| Data records |
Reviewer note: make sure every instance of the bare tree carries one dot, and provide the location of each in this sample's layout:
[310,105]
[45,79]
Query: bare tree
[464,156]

| Exercise details |
Type the records out again. Match them exactly.

| Written answer |
Reviewer note: make sure every instance of the bare tree carries one dot, and provide the location of each in this sample's layout:
[310,105]
[45,79]
Query: bare tree
[464,156]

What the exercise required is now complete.